### What you will do
Copy the records below word for word, starting at the line with "find soil pile" and continuing through the last line of the records.

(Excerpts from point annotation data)
▼

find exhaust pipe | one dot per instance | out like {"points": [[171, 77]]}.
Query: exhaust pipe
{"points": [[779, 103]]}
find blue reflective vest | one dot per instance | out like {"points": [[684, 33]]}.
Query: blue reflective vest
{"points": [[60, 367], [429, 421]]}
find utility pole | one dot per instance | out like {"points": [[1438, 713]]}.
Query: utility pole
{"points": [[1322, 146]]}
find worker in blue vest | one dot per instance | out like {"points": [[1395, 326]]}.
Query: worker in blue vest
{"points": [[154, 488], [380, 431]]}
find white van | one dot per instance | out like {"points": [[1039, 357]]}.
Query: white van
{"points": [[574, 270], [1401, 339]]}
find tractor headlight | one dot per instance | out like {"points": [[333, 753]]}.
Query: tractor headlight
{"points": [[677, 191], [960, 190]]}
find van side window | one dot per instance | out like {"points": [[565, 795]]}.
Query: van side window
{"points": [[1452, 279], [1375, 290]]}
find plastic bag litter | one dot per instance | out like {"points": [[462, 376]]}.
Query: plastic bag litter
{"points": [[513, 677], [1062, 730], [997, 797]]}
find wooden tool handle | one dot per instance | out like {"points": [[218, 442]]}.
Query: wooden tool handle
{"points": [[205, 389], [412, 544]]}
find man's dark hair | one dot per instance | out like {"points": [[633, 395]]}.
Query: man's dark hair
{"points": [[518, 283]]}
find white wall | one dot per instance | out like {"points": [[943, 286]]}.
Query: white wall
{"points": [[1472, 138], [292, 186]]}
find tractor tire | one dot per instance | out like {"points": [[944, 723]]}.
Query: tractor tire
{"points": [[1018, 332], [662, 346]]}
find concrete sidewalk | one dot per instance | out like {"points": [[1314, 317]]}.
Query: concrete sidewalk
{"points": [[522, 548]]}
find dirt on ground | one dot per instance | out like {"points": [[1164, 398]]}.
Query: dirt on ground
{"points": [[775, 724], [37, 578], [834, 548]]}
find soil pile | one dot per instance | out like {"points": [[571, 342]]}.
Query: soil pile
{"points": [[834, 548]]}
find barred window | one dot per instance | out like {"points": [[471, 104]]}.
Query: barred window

▲

### Result of this task
find soil pile | one dot per instance | out like {"points": [[571, 342]]}.
Query: soil pile
{"points": [[834, 548]]}
find barred window | one dot per instance | out like {"points": [[471, 104]]}.
Query: barred window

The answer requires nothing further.